### [Records supplied]

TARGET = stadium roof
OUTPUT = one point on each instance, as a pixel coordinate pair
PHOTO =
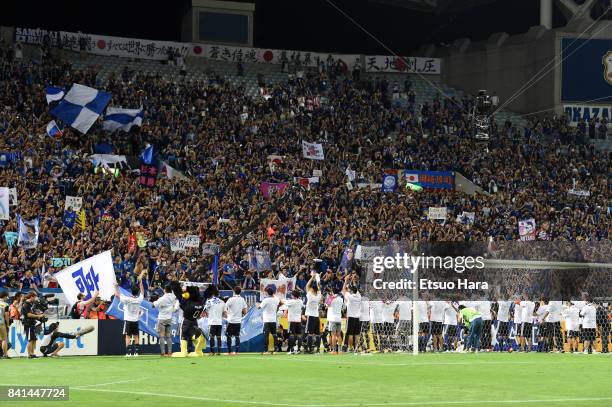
(434, 6)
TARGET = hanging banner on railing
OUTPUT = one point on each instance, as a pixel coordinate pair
(160, 50)
(104, 44)
(379, 63)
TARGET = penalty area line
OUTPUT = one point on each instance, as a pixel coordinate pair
(409, 403)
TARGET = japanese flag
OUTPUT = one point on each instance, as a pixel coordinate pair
(412, 177)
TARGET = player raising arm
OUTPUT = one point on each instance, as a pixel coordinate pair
(131, 315)
(313, 326)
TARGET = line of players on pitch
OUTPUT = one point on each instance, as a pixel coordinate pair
(443, 326)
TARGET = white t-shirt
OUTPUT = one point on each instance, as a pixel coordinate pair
(518, 314)
(588, 315)
(422, 311)
(294, 310)
(131, 307)
(542, 309)
(437, 310)
(234, 307)
(376, 312)
(554, 311)
(165, 305)
(484, 307)
(527, 308)
(365, 310)
(450, 315)
(214, 308)
(312, 304)
(388, 311)
(334, 309)
(503, 310)
(353, 304)
(405, 310)
(269, 305)
(572, 318)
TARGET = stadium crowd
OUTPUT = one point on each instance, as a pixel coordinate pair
(221, 139)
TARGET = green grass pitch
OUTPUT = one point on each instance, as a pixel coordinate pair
(323, 380)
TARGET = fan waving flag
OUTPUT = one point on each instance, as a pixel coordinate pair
(147, 154)
(81, 107)
(54, 94)
(117, 118)
(53, 130)
(312, 151)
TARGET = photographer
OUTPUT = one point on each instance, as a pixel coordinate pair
(4, 323)
(30, 319)
(80, 308)
(48, 346)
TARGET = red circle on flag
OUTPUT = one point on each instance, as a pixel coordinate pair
(400, 65)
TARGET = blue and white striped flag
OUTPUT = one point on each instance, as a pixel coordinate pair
(81, 107)
(54, 94)
(53, 129)
(117, 118)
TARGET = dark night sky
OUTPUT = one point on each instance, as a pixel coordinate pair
(291, 24)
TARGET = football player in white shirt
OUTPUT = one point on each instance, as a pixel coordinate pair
(517, 312)
(334, 319)
(377, 323)
(437, 318)
(502, 315)
(423, 314)
(353, 310)
(364, 325)
(167, 305)
(589, 325)
(313, 325)
(542, 331)
(235, 308)
(131, 315)
(404, 327)
(527, 313)
(450, 327)
(388, 314)
(552, 320)
(484, 307)
(572, 326)
(294, 317)
(214, 309)
(269, 307)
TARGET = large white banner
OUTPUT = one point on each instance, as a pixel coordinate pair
(527, 229)
(4, 203)
(587, 112)
(84, 345)
(159, 50)
(93, 274)
(312, 151)
(437, 212)
(73, 203)
(380, 63)
(104, 44)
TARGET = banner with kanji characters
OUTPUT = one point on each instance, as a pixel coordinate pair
(282, 287)
(378, 63)
(88, 276)
(429, 179)
(104, 44)
(527, 229)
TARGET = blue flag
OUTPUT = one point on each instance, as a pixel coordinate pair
(215, 269)
(69, 219)
(147, 155)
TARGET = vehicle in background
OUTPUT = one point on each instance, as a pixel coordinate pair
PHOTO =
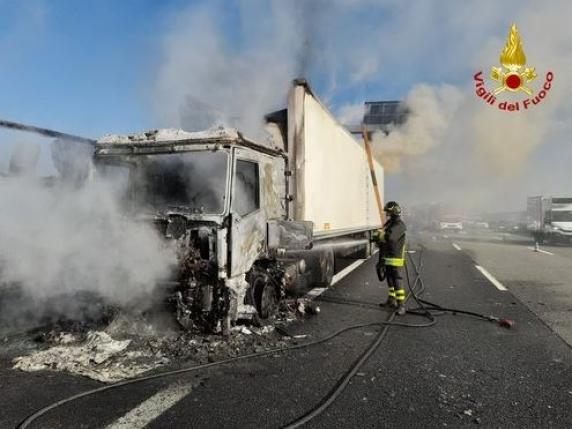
(475, 225)
(451, 223)
(549, 218)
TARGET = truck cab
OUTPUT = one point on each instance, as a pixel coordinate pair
(220, 201)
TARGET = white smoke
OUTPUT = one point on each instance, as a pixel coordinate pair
(56, 241)
(430, 113)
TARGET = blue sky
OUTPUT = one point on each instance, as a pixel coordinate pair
(88, 67)
(118, 66)
(80, 66)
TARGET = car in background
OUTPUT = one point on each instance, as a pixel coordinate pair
(451, 223)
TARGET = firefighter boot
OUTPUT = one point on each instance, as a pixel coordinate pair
(391, 301)
(400, 298)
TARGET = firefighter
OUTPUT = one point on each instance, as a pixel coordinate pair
(391, 242)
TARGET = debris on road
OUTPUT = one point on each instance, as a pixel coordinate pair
(130, 345)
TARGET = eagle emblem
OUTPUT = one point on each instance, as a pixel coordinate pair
(513, 76)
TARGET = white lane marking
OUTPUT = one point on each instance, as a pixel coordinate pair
(317, 291)
(541, 251)
(150, 409)
(490, 278)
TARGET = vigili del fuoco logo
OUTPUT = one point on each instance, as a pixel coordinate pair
(513, 77)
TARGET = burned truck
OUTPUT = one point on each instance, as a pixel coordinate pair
(249, 221)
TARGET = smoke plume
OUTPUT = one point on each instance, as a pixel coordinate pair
(62, 239)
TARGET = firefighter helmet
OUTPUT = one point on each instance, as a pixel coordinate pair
(392, 208)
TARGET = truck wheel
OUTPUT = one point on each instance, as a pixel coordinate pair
(327, 265)
(265, 297)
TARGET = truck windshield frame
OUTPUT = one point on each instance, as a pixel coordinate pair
(193, 182)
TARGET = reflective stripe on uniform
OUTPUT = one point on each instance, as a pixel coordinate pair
(394, 262)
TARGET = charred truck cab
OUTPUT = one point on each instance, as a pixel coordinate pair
(220, 201)
(242, 216)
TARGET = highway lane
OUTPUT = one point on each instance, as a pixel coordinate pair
(461, 372)
(542, 280)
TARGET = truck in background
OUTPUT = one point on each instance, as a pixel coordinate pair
(549, 218)
(248, 220)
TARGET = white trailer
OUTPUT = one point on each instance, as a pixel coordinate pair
(549, 218)
(246, 217)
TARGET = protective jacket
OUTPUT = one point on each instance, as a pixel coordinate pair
(391, 242)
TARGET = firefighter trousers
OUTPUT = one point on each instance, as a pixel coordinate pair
(394, 282)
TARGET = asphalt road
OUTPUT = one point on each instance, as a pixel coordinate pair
(462, 372)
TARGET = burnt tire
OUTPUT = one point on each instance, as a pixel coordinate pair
(265, 297)
(326, 263)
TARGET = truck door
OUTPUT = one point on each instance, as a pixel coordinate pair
(248, 220)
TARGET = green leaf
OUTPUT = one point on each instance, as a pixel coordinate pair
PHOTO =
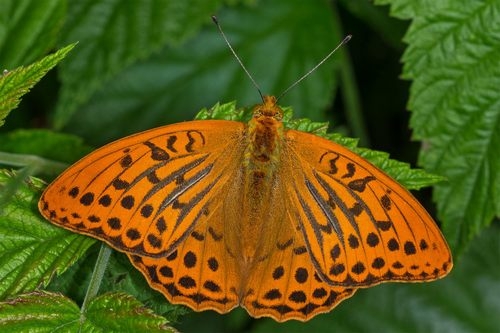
(32, 249)
(115, 34)
(402, 172)
(46, 152)
(28, 29)
(16, 83)
(51, 312)
(452, 58)
(172, 85)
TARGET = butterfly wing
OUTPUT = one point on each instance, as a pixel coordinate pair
(202, 272)
(284, 284)
(144, 194)
(360, 226)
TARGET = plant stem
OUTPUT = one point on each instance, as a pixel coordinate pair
(96, 279)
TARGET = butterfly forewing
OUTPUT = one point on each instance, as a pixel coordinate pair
(359, 225)
(202, 272)
(144, 194)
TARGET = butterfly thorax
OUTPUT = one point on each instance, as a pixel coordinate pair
(261, 162)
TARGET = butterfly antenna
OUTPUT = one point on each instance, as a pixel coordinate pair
(343, 42)
(214, 18)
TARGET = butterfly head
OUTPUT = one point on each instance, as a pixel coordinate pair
(268, 109)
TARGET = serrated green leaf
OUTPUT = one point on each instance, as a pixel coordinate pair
(50, 312)
(122, 276)
(115, 34)
(173, 85)
(33, 250)
(52, 145)
(402, 172)
(39, 312)
(118, 312)
(28, 29)
(16, 83)
(452, 58)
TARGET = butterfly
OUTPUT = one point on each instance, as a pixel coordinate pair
(218, 214)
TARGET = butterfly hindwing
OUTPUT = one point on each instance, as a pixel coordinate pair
(360, 226)
(145, 193)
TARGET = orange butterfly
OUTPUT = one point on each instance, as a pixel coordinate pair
(218, 213)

### [Exercise objective]
Could you reproduce every row above word for word, leaving the pictures out?

### [Response to the task]
TARGET = stadium roof
OUTPUT = one point on each instance, as a pixel coordinate pair
PHOTO =
(434, 6)
TARGET = hanging banner on railing
OUTPUT = one point on each instance, as a pixel coordinate pair
(160, 50)
(104, 44)
(379, 63)
TARGET = penalty area line
OUTPUT = one point on each instance, as a pixel coordinate pair
(409, 403)
TARGET = japanese flag
OUTPUT = one point on each instance, as a pixel coordinate pair
(412, 177)
TARGET = player raising arm
OUTPUT = one point on each instance, as a pixel coordinate pair
(131, 315)
(313, 326)
TARGET = line of players on pitch
OUTPUT = one point on each instance, as a pixel coordinate pair
(443, 326)
TARGET = white t-shirt
OUTPUT = one point on each instance, as a pixel coordinate pair
(518, 314)
(588, 315)
(422, 311)
(294, 310)
(131, 307)
(542, 309)
(437, 310)
(234, 307)
(376, 312)
(554, 311)
(165, 305)
(484, 307)
(527, 308)
(365, 310)
(450, 315)
(214, 308)
(312, 304)
(388, 311)
(334, 309)
(503, 310)
(353, 304)
(405, 310)
(269, 305)
(572, 318)
TARGET = stadium crowd
OUTPUT = one point on each instance, as a pixel coordinate pair
(221, 139)
TARGET = green grass pitch
OUTPUT = one point on each instance, as a pixel coordinate pair
(323, 380)
TARGET = fan waving flag
OUTPUT = one point on each instance, as a pixel coordinate pair
(147, 154)
(81, 107)
(54, 94)
(117, 118)
(53, 130)
(312, 151)
TARGET = photographer
OUTPUT = one point on each instance, as a pixel coordinate pair
(4, 323)
(30, 319)
(80, 308)
(48, 346)
TARGET = red circle on flag
OUTPUT = one point on each instance, as a pixel coordinate pair
(400, 65)
TARGET = blue and white striped flag
OUTPUT = one point on each instance, as a pixel coordinate pair
(81, 107)
(54, 94)
(53, 129)
(117, 118)
TARGET = dark night sky
OUTPUT = one point on each instance, as a pixel coordinate pair
(291, 24)
TARGET = football player in white shirt
OUTPUT = one point on each instance, as a pixel coordinate pair
(517, 312)
(334, 319)
(377, 323)
(437, 318)
(502, 315)
(423, 314)
(353, 310)
(364, 325)
(167, 305)
(589, 325)
(313, 325)
(542, 331)
(235, 308)
(131, 315)
(404, 327)
(527, 313)
(450, 327)
(388, 314)
(552, 320)
(484, 307)
(572, 326)
(294, 317)
(214, 309)
(269, 307)
TARGET = large white banner
OUTPUT = one point on each instance, as a pixel coordinate pair
(527, 229)
(4, 203)
(587, 112)
(84, 345)
(159, 50)
(93, 274)
(312, 151)
(437, 212)
(73, 203)
(380, 63)
(104, 44)
TARGET = banner with kanji characters
OUTPUT = one point on each instance, as a pixel coordinate pair
(282, 287)
(378, 63)
(88, 276)
(429, 179)
(104, 44)
(527, 229)
TARGET = blue flag
OUTPUT = one point on each instance, as a pixel coordinate pair
(215, 269)
(69, 219)
(147, 155)
TARGET = vehicle in background
OUTPUT = one point on each instance, as a pixel coordinate pair
PHOTO =
(475, 225)
(451, 223)
(549, 218)
TARGET = truck cab
OUTPUT = one point on each instance, as a pixel coordinate pair
(220, 201)
TARGET = white smoke
OUTPUT = one point on each instance, as a pixel coordinate pair
(56, 241)
(430, 113)
TARGET = blue sky
OUTPUT = one point on each instance, as a pixel coordinate pair
(88, 67)
(118, 66)
(80, 66)
TARGET = car in background
OUTPUT = one point on each instance, as a pixel coordinate pair
(451, 223)
TARGET = firefighter boot
OUTPUT = one point on each instance, as a pixel coordinate pair
(391, 301)
(400, 298)
TARGET = firefighter
OUTPUT = one point on each instance, as a pixel coordinate pair
(391, 242)
TARGET = debris on road
OUTPUT = one point on each instance, as a pixel coordinate pair
(130, 345)
TARGET = eagle emblem
OUTPUT = one point on each instance, as a pixel coordinate pair
(513, 76)
TARGET = white lane marking
OUTPUT = one point on each instance, as a pixel coordinate pair
(317, 291)
(541, 251)
(150, 409)
(490, 278)
TARGET = vigili del fuoco logo
OUTPUT = one point on each instance, as a pixel coordinate pair
(513, 77)
TARGET = burned truck
OUTPUT = one point on each instance, as a pixel coordinate pair
(249, 221)
TARGET = smoke plume
OUTPUT = one point on each instance, as a pixel coordinate pair
(62, 239)
TARGET = firefighter helmet
OUTPUT = one point on each instance, as a pixel coordinate pair
(392, 208)
TARGET = truck wheel
OUTPUT = one point on each instance, as a pixel coordinate pair
(327, 265)
(265, 297)
TARGET = truck windshield frame
OUTPUT = one point on each instance, as a pixel coordinate pair
(193, 182)
TARGET = reflective stripe on uniform
OUTPUT = one point on each instance, as a pixel coordinate pair
(394, 262)
TARGET = charred truck cab
OUTPUT = one point on each instance, as a pixel coordinate pair
(220, 201)
(242, 216)
TARGET = highway lane
OUTPUT = one point on each instance, as a pixel coordinate pair
(461, 372)
(542, 280)
TARGET = truck in background
OUTPUT = one point on each instance, as a pixel coordinate pair
(549, 218)
(248, 220)
TARGET = white trailer
OUTPUT = one point on each instance, as a pixel coordinate pair
(549, 218)
(246, 217)
TARGET = protective jacket
OUTPUT = one point on each instance, as a pixel coordinate pair
(391, 242)
TARGET = firefighter trousers
OUTPUT = one point on each instance, as a pixel coordinate pair
(394, 282)
TARGET = asphalt road
OUTPUT = one point on each instance, as a pixel coordinate pair
(462, 372)
TARGET = burnt tire
OUTPUT = one point on each instance, as a pixel coordinate pair
(265, 297)
(326, 263)
TARGET = truck door
OUTPUT = one point on each instance, as a pixel coordinate pair
(248, 220)
TARGET = green leaf
OUTPUT = one point on each instance, as a pixel coordinate pair
PHOTO =
(32, 249)
(115, 34)
(402, 172)
(46, 152)
(28, 29)
(16, 83)
(51, 312)
(452, 58)
(172, 85)
TARGET = butterfly wing
OUTPUT = one point on each instance, as a pixel coordinate pair
(202, 272)
(284, 284)
(144, 194)
(360, 226)
TARGET = plant stem
OUTPUT = one point on each instance, as a pixel coordinate pair
(96, 279)
TARGET = butterfly forewing
OUTPUT = one point on each instance, as a pixel coordinate pair
(359, 225)
(202, 272)
(144, 194)
TARGET = butterfly thorax
OUTPUT = one point on each instance, as a pixel coordinate pair
(261, 162)
TARGET = butterfly antenna
OUTPUT = one point on each instance, as a pixel coordinate pair
(343, 42)
(214, 18)
TARGET = butterfly head
OUTPUT = one point on each instance, as a pixel coordinate pair
(268, 109)
TARGET = serrated green leaf
OUTPUT = one point on each instance, as a pixel coordinate pair
(50, 312)
(122, 276)
(115, 34)
(173, 85)
(33, 250)
(52, 145)
(402, 172)
(39, 312)
(118, 312)
(28, 29)
(16, 83)
(452, 58)
TARGET = butterfly
OUTPUT = one point on each instance, as a pixel coordinate pair
(218, 214)
TARGET = butterfly hindwing
OUTPUT = one point on each instance, as a pixel coordinate pair
(360, 226)
(145, 193)
TARGET = orange butterfly
OUTPUT = one point on each instance, as a pixel coordinate pair
(218, 213)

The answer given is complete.